##### RAW DATA #####

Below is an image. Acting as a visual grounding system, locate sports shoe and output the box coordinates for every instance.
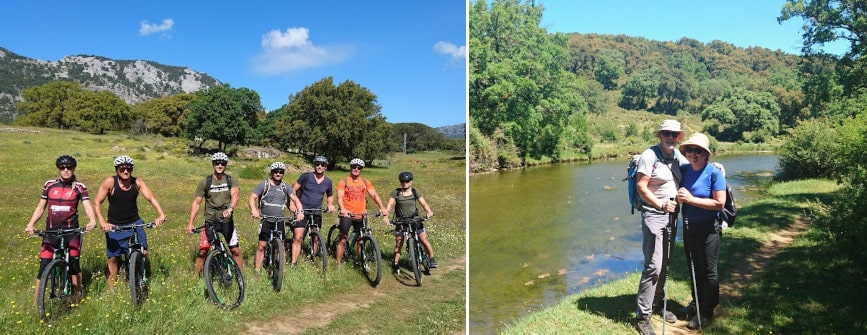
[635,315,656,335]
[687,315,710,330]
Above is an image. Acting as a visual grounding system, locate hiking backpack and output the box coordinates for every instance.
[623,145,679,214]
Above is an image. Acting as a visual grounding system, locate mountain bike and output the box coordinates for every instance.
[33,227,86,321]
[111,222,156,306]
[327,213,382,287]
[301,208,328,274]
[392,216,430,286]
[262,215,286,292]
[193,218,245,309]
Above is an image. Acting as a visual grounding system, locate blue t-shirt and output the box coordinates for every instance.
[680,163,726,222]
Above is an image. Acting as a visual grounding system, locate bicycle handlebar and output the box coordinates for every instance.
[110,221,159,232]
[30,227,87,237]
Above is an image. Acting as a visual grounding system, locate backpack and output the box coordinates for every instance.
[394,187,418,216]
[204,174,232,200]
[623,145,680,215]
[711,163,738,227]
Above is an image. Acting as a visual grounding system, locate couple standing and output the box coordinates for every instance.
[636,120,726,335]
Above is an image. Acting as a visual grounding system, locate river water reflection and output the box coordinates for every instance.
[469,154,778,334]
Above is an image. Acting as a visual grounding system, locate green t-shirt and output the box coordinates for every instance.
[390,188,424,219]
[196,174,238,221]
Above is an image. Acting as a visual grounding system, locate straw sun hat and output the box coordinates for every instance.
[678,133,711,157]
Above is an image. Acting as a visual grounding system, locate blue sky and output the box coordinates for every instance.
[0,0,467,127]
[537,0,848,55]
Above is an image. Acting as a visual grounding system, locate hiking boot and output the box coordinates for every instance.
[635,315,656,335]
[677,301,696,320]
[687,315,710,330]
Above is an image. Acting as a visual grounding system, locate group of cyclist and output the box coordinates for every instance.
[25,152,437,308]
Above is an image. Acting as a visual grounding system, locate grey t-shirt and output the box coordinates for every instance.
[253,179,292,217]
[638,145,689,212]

#####

TO BE DONE >>
In the records, from the line with "system, locate green" to the line with "[537,0,848,55]", replace "visual grounding system" with "object detection system" and give those lines again with nothing else changed.

TASK SOLUTION >>
Above is an image. Acting as a object detection system, locate green t-shirt and output the box coordinates for every instance.
[390,188,424,219]
[196,174,238,221]
Above is an image. Acting as a object detection system, locate straw sun hat and output the box coordinates for every instance.
[678,133,711,157]
Above is an image. Acting as a object detection system, locate blue sky and output the box coordinates for every instance.
[0,0,467,127]
[537,0,848,55]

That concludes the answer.